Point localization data
==================================================
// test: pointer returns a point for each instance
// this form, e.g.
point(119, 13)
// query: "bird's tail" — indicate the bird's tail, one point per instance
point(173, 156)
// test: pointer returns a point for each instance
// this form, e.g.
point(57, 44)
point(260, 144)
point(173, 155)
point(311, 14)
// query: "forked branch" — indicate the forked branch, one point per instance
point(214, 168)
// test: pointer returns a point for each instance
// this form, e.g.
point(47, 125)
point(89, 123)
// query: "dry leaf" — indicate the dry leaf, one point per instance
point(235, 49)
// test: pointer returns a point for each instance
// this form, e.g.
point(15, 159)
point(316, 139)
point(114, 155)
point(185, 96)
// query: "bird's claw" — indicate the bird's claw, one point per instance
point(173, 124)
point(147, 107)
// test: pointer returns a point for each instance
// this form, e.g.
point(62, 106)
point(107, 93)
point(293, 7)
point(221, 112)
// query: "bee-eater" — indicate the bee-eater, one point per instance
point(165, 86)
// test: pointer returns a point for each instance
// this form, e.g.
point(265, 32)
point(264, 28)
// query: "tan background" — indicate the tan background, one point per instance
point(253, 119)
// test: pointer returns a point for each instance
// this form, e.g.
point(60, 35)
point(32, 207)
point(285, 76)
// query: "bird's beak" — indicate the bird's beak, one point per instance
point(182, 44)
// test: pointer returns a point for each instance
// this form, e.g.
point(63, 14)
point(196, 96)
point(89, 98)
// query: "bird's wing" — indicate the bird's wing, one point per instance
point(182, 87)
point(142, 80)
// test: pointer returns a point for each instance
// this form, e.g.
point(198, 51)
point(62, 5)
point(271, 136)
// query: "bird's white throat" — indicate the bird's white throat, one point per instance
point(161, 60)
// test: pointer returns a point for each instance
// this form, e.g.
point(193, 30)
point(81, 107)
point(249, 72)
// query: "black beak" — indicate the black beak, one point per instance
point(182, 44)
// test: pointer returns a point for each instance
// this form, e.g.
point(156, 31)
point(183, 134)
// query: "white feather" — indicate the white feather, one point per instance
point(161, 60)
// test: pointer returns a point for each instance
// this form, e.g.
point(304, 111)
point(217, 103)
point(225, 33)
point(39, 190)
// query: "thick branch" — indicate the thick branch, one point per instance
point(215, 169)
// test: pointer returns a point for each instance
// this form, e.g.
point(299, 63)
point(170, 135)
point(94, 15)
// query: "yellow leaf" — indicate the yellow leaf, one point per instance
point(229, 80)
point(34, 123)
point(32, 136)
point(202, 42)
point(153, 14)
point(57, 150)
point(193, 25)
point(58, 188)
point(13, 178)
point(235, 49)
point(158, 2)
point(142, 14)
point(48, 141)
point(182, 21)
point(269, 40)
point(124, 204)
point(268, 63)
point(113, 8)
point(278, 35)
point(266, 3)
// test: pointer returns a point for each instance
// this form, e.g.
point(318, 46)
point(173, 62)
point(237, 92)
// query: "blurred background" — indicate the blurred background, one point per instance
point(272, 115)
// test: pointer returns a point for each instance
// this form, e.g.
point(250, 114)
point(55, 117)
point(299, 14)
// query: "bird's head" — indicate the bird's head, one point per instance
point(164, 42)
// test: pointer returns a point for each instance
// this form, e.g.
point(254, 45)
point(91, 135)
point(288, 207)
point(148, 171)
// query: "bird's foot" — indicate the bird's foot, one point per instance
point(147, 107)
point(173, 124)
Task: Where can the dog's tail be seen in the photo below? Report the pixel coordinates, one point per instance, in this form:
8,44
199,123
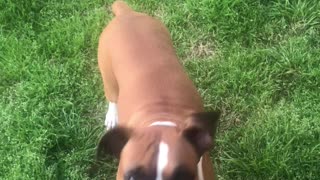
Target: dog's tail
119,7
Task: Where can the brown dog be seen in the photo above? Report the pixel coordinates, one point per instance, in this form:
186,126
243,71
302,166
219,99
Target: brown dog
162,132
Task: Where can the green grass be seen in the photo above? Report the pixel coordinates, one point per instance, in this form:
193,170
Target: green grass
258,61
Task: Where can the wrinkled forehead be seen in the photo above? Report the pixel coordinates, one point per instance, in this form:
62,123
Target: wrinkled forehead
158,157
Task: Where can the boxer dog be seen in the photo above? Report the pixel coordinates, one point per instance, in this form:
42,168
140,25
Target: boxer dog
156,124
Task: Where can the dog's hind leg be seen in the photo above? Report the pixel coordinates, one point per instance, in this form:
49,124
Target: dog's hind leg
110,84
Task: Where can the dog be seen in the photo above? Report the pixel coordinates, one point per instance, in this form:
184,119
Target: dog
156,124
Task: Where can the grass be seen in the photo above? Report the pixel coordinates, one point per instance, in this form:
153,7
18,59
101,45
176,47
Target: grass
258,61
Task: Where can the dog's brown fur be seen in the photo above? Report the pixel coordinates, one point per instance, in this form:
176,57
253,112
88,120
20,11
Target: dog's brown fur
142,74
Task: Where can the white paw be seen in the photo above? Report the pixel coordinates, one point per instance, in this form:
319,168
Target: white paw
111,120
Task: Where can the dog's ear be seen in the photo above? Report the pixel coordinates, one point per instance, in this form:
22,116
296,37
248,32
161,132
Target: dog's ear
113,141
201,129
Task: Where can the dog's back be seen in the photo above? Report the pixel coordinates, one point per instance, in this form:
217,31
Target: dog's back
145,64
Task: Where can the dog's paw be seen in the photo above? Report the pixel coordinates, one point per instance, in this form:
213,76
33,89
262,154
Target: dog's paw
111,120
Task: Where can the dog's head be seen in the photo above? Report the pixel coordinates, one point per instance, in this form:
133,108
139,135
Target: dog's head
160,152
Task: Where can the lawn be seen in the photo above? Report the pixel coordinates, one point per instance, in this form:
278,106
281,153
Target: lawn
256,60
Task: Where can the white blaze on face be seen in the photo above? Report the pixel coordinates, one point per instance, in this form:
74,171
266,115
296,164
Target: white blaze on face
162,159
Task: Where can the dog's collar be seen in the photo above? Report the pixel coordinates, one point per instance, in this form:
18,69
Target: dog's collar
163,123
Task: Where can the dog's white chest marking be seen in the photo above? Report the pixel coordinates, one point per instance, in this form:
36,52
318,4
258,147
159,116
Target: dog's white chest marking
111,120
200,170
162,159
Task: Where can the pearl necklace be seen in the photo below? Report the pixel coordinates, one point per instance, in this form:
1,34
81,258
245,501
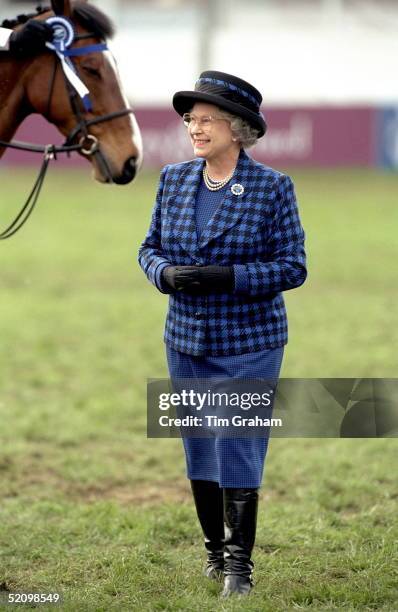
==================================================
**ASSIGNMENT**
Reproduce the data verbatim and omit each image.

**ANSWER SPACE**
// test: pointer returns a point for each instance
// this form, e.g.
point(119, 13)
// query: "bird's tail" — indicate the bird's tail, one point per instance
point(173, 156)
// test: pointer returns a point for each instance
// this form, e.g.
point(57, 44)
point(260, 144)
point(173, 155)
point(311, 14)
// query: "forked branch" — indicate the forked branch, one point per instance
point(214, 168)
// test: pointer returns a point for each instance
// this form, e.g.
point(47, 125)
point(89, 123)
// query: "dry leaf" — indicate the dry leaf, one point per instance
point(235, 49)
// test: pointer returns a point for each instance
// this form, e.g.
point(15, 159)
point(316, 139)
point(114, 155)
point(185, 96)
// query: "bird's claw" — indicate the bird's claw, one point per instance
point(173, 124)
point(147, 107)
// test: pointer returns a point for each instance
// this form, e.g.
point(62, 106)
point(107, 93)
point(293, 7)
point(221, 112)
// query: "bee-eater" — indicate the bee-eater, one point per instance
point(165, 86)
// test: pointer returns a point for each instance
// this form, e.g.
point(265, 32)
point(264, 28)
// query: "tan background" — indicate the tan background, one point per instance
point(253, 119)
// test: pointer returns a point for each instance
// this form, e.g.
point(60, 35)
point(32, 207)
point(285, 76)
// query: "bird's beak" — indicate the bird's beak, one point per instance
point(182, 44)
// test: pointer returns a point for each instance
// this form, e.g.
point(63, 14)
point(196, 96)
point(89, 98)
// query: "bird's wing" — indicate the bird's wing, one point per instance
point(182, 87)
point(142, 80)
// test: pointer returns a point for each instance
// this form, e.g.
point(198, 51)
point(62, 5)
point(271, 136)
// query: "bird's white throat" — indicate the bird's white throat, one point per instance
point(161, 60)
// test: pointer returns a point for each instance
// this form, e.g.
point(193, 30)
point(81, 107)
point(249, 72)
// query: "black beak" — indicate the black beak, one point per instance
point(182, 44)
// test: pointer returns a point for each instance
// this form, e.g.
point(156, 31)
point(183, 134)
// query: "white feather" — indicate the white feather, one point per instance
point(161, 60)
// test: pointer returns a point for each instance
// this form, e.g.
point(304, 111)
point(217, 103)
point(225, 33)
point(39, 190)
// query: "thick branch" — indicate the thick branch, one point per instance
point(215, 169)
// test: pointer returns a point for each instance
// this form, e.g.
point(299, 63)
point(170, 135)
point(94, 15)
// query: "yellow leaf" — indicate the yellow leaf, one point per instance
point(229, 80)
point(34, 123)
point(32, 136)
point(202, 42)
point(153, 14)
point(57, 150)
point(193, 25)
point(58, 188)
point(13, 178)
point(235, 49)
point(158, 2)
point(142, 14)
point(48, 141)
point(182, 21)
point(269, 40)
point(124, 204)
point(268, 63)
point(113, 8)
point(278, 35)
point(266, 3)
// test: pointer returns a point for each instance
// this form, e.g.
point(318, 46)
point(173, 62)
point(237, 92)
// query: "blurred background" — indicate the blurred background, one point per instance
point(272, 115)
// test: pointer returns a point for each instance
// this form, e.g.
point(250, 114)
point(55, 117)
point(299, 14)
// query: "bird's head" — indicate the bird's head, one point per instance
point(164, 42)
// test: pointer returns a point for each instance
// this form, e.g.
point(254, 45)
point(91, 135)
point(288, 207)
point(148, 171)
// query: "bird's foot" — indicate the bird's foot, one point per instance
point(147, 107)
point(173, 124)
Task: Where can the dog's tail be seen in the photo below? Report the pixel coordinates, one point per instance, in this form:
8,44
199,123
Target: dog's tail
119,7
Task: Where can the brown dog be seen in the photo above? Report the pixel coordinates, one point per instance, in this form:
186,126
243,71
302,166
219,99
Target: brown dog
162,132
Task: Where can the green grass be seen in the photo above? Report the pixel coordinates, one point per instance, in this form:
193,170
Target: green grass
258,61
Task: Where can the wrinkled forehead be seen in the photo above? Report the pixel coordinates, one point per instance, in this form:
62,123
Target: wrinkled forehead
158,157
Task: Where can the boxer dog be seen in the photo above? Report the pixel coordinates, one point per instance, in this form:
42,168
140,25
Target: boxer dog
156,124
Task: Where can the dog's hind leg be seen in the photo above? Report the pixel coordinates, one point per instance, in this form:
49,124
Target: dog's hind leg
110,84
Task: Where can the dog be seen in the photo above? Report the pixel coordinates, one point per instance, in this form:
184,119
Target: dog
156,124
Task: Where can the grass be seen in the photo above? Report the pixel coordinates, one point per instance, in this form:
153,7
18,59
101,45
176,47
Target: grass
258,61
Task: Where can the dog's brown fur be seen in the photo above? Report the pixel coordinates, one point per instance, in this form:
176,57
253,112
88,120
20,11
Target: dog's brown fur
142,74
Task: Where can the white paw be seen in the photo above? Report the pixel coordinates, one point per instance, in this form:
319,168
Target: white paw
111,120
Task: Where can the dog's ear be seen in the photo above? Report the pixel coordinates, one point per instance, in this form:
22,116
296,37
248,32
161,132
Target: dog's ear
113,141
201,129
Task: Where can the dog's back be seen in the photo above? Report the pixel coordinates, one point per instance, in this form:
217,31
Target: dog's back
145,64
Task: Where can the dog's paw be seen in the photo above? Report the pixel coordinates, one point per instance, in this form:
213,76
33,89
262,154
Target: dog's paw
111,120
Task: Where can the dog's head be seen in the photo above? Report the pixel coordinates, one point per instance, in this form:
133,108
139,135
Target: dog's head
160,152
Task: Where can the lawn be seen in the photo above? Report the pixel coordinates, one point per instance, in this form:
278,106
281,153
Target: lawn
256,60
Task: Where can the white blaze on face be seen in the photo above? Report the pixel coordinates, one point per instance, in this form:
74,171
266,115
296,164
Target: white blaze on face
162,159
Task: Where can the dog's collar be seen in the photo above? Report the pixel coordinates, one point per instance, in this form:
18,69
Target: dog's collar
163,123
Task: Where can the dog's white chest marking be seen in the photo above? Report the pixel coordinates, one point per instance, in this form:
36,52
318,4
258,147
159,116
Target: dog's white chest marking
111,120
200,170
162,159
Task: Where can the pearl necklace be seen in the photo below? Report the pixel coordinates, one point per instance, in this form:
1,34
81,258
245,501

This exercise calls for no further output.